Александр Иванов: Эта история довольно долгая. Честно признаться, еще какое-то время назад, несколько лет назад я ничего не знал о Лео Стайнберге. Случилась эта история лет семь назад, когда я, в беседе со своим знакомым, довольно известными американским искусствоведом, куратором и художником Робертом Стуруа, спросил, кого бы он мог назвать самым важным для себя арт-критиком конца XX – начала XIX века.

Он, не задумываясь, назвал мне Лео Стайнберга и обратил внимание именно на его книгу «Другие критерии».

Как-то назвал и назвал. А потом, проглядывая каталог издательства чикагского университета, я натолкнулся на это имя, Лео Стайнберга. Мы заказали эту книгу, все началось. Благодаря коллегам и благодаря Алексею мы практически перевели дело в план, нашли переводчиков, замечательного автора предисловия – Наталью Мазур. Я ей очень признателен, за то, что она подготовила рождение этого русского текста. Важно, что мы все вместе довольно позитивно отреагировали на работу переводчика.

Стиль Стайнберга, невероятно изящный, он реализует то, что важно для всех при чтении научной, гуманитарной литературы. Для него гуманитарная истина возможна лишь как факт стиля. Не просто позитивного познания, но и немного определенного субъективного опыта и словесного воплощения этого знания. И в этом отношении мне эта книжка кажется невероятно важной для русского контекста. Потому что это важно, так изящно писать об искусстве является очень естественным и очень классическим даром. Начиная с Возрождения писали именно так – изящно, то есть соответствуя своему предмету, а не некоторым другим идеалам, которые с этим предметом не пересекаются.

И вот в этой связи еще один важный момент, невероятно актуальный для русской традиции: в России невозможно представить автора, который бы занимался и классическим и современным искусством. Нельзя себе представить, что, например, Лазарев занимается итальянским Возрождением и московским концептуализмом. Это просто невероятный факт, этого не может быть.

ИСХОДНЫЕ ЗАПИСИ
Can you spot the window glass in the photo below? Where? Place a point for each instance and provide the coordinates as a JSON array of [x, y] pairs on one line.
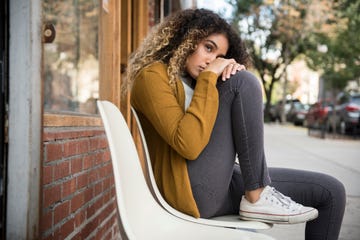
[[71, 64]]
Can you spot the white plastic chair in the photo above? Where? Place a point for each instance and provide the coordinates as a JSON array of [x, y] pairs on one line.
[[141, 216], [230, 221]]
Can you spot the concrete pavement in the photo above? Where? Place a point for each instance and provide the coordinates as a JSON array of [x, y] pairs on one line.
[[289, 146]]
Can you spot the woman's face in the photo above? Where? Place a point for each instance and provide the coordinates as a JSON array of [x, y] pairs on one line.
[[216, 45]]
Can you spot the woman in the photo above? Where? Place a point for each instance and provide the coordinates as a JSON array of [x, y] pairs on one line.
[[200, 110]]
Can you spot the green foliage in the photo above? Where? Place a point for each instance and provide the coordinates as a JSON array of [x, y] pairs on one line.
[[325, 32], [341, 60]]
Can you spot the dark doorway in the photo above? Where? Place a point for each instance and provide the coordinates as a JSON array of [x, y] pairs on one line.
[[3, 110]]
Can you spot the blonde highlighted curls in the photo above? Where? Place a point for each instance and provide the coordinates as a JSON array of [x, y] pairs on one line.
[[173, 40], [178, 60]]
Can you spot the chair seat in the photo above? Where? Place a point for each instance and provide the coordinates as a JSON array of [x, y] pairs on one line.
[[141, 216], [229, 221]]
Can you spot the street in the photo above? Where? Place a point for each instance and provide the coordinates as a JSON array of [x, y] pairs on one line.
[[289, 146]]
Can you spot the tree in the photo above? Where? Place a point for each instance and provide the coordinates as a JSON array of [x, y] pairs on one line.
[[341, 60], [276, 33]]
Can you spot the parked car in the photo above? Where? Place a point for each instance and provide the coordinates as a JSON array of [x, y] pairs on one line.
[[276, 109], [346, 115], [297, 113], [317, 115]]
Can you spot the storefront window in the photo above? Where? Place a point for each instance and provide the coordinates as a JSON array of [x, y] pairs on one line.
[[71, 62]]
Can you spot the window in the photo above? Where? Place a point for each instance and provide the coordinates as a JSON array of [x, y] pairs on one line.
[[71, 61]]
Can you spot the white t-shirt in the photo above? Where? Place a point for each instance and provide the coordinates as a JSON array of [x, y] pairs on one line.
[[189, 91]]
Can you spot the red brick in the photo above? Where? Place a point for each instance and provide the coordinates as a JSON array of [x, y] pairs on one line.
[[52, 195], [70, 149], [98, 158], [88, 194], [66, 228], [47, 175], [91, 210], [79, 218], [76, 165], [68, 187], [88, 162], [82, 181], [53, 152], [82, 146], [94, 144], [103, 143], [98, 188], [46, 221], [92, 176], [62, 170], [61, 211], [77, 201], [106, 156]]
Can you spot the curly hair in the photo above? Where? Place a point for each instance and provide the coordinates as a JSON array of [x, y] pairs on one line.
[[177, 37]]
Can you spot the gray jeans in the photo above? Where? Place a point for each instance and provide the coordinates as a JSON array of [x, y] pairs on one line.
[[218, 182]]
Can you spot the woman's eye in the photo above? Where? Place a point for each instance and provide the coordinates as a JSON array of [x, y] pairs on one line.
[[208, 48]]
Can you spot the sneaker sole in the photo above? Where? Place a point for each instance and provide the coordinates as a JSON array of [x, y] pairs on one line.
[[279, 219]]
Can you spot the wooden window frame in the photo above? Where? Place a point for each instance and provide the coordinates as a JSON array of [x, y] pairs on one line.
[[122, 26]]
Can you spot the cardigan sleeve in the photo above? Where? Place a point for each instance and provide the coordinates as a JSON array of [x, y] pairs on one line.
[[186, 132]]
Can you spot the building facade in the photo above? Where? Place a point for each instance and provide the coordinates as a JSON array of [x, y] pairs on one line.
[[57, 58]]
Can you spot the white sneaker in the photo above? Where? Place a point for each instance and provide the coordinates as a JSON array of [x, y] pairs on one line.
[[274, 207]]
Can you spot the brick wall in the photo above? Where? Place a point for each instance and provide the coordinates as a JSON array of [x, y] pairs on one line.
[[78, 192]]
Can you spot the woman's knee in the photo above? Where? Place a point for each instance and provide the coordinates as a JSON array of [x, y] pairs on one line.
[[334, 191], [246, 81]]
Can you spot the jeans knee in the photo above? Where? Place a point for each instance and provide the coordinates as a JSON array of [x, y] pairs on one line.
[[336, 193], [245, 80]]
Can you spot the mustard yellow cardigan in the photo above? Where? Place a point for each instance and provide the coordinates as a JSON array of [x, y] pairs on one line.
[[172, 134]]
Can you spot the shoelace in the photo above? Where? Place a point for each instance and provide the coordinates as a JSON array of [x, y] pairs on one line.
[[284, 200]]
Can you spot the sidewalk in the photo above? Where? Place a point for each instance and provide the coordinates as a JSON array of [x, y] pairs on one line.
[[288, 146]]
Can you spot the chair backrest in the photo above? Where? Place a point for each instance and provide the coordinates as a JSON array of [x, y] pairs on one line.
[[132, 191], [140, 215]]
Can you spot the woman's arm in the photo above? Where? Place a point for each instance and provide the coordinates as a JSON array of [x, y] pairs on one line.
[[187, 132]]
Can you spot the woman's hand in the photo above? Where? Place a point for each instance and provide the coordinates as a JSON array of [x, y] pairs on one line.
[[224, 67]]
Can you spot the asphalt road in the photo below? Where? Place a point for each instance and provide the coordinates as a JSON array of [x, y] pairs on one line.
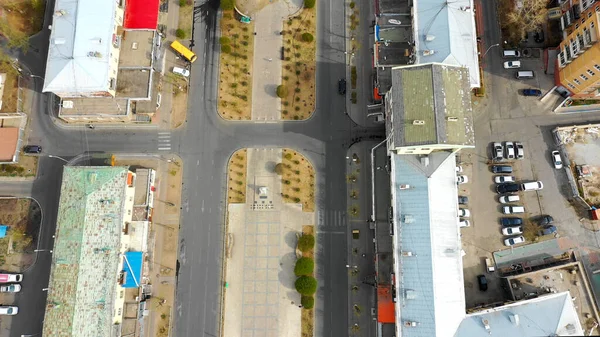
[[205, 143]]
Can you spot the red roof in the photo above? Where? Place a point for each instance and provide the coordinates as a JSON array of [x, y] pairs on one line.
[[141, 14]]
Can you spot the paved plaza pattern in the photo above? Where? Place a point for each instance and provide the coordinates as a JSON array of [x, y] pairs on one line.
[[260, 299]]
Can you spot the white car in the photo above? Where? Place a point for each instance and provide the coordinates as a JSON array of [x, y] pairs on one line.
[[504, 179], [512, 230], [512, 64], [514, 240], [498, 151], [8, 310], [464, 213], [510, 150], [181, 71], [520, 150], [12, 288], [505, 199], [556, 160]]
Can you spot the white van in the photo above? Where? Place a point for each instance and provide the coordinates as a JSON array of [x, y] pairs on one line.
[[532, 186], [525, 74], [513, 209], [511, 53]]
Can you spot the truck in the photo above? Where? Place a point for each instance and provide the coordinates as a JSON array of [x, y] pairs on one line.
[[489, 265], [7, 278]]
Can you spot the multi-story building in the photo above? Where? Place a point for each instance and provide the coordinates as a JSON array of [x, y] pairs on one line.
[[579, 53]]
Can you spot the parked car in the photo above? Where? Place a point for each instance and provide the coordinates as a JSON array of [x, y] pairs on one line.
[[8, 310], [546, 220], [556, 160], [511, 221], [512, 64], [506, 199], [181, 71], [11, 288], [498, 153], [464, 223], [464, 213], [548, 230], [507, 188], [342, 86], [532, 92], [482, 281], [32, 149], [510, 150], [513, 209], [501, 169], [520, 150], [514, 240], [504, 179], [512, 230]]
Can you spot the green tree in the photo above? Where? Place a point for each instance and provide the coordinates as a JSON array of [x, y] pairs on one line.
[[306, 285], [304, 266], [308, 302], [281, 91], [306, 242]]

ВОПРОСЫ И ЗАДАНИЯ
a) Кто, согласно тексту о книге Лео Стайнберга, написал предисловие к ее русскому изданию?
b) Продолжите текст о книге Лео Стайнберга с того места, где он заканчивается.
Приведенные записи никак не связаны с текстом о книге Лео Стайнберга.

ОТВЕТЫ К ЗАДАНИЯМ
a) Предисловие написала Наталья Мазур.

b)
За современное и классическое искусство отвечают не просто разные люди и разные институции, но разные биографии, габитусы, разное все. 

В России современное искусство является, в каком-то смысле, той территорией, которая к классическому искусству никакого отношения не имеет. И отношение публики в России к современному искусству примерно аналогичное. Если вы любите современное искусство, то вы относитесь к группе модников, скорее, странных людей, со странным вкусом. Вкус «нормальных» людей остановился примерно на середине XX века. И вот Стайнберг полезен нам всем именно своей способностью одинаково умно, глубоко и изящно писать и о Леонардо, и о Веласкесе, и о Джаспере Джонсе, и о Уорхоле. То есть о своих современниках, с искусством которых он не может разделит восторга, но отдает им дань исследовательского интереса.

Это невероятно важный опыт проникновения исследовательского стиля и интереса воспитанного на классическом искусстве человека в зону искусства современного, искусства, которое генеалогически зачастую никак не пересекается с классическим искусством. 

И последнее, что я хотел сказать, что некоторое время назад у нас вышла книжка, которая во многом является системообразующей для издательства в течении последних нескольких лет. Эта книжка довольна незначительная с точки зрения академического смысла. Она называется «Nobrow», написана журналистом Джоном Сибруком и посвящена очень американской проблеме: проблеме соотношения разных вкусовых групп в американской культуре. Это культуры «highbrow», «middlebrow» и «lowbrow». То есть, высокий, средний вкус и низкопробное. А он вводит понятие «Nobrow», то есть вкус без определения, к какой территории это относится. Имея в виду некую возникшую на рубеже столетий странную смесь высокого и низкого, массового и элитарного.

Понятно, что к нашему герою это вряд ли относимо. Но что мне кажется важным, это то, что в случае Стайнберга,

что его отличает от многих наших соотечественников? Это почти полное отсутствие снобизма в отношении различных уровней культурного опыта и культурных языков.

И вот эта, я бы назвал ее, аристократическая позиция Стайнберга, она тоже является по-своему удивительной. Для меня, по крайней мере. То есть в лице Стайнберга мы имеем дело с человеком невероятного вкуса, антиснобизма и, в каком-то смысле, с настоящим аристократом, что тоже довольно необычно, что для американской, что для российской интеллектуальной, академической и арт среды. 

Так что я горячо рекомендую эту книгу читать, открывать для себя нашего выдающегося современника. Я думаю, что вы все получите разные виды удовольствия от чтения этой замечательной книжки. 

Алексей Шестаков: Спасибо, Александр! Вот вы нарисовали такой, своего рода, эталон, которому, как вы надеетесь, кто-то последуют в России и среди ученых искусствоведов, которые с равным вниманием отнесутся и к классическому, и к современному искусству. 

Кажется, что такие примеры довольно редки вообще. Что это не только российский опыт, но и западный, американский, британский, европейский. Это скорее исключение из правил, чем правило.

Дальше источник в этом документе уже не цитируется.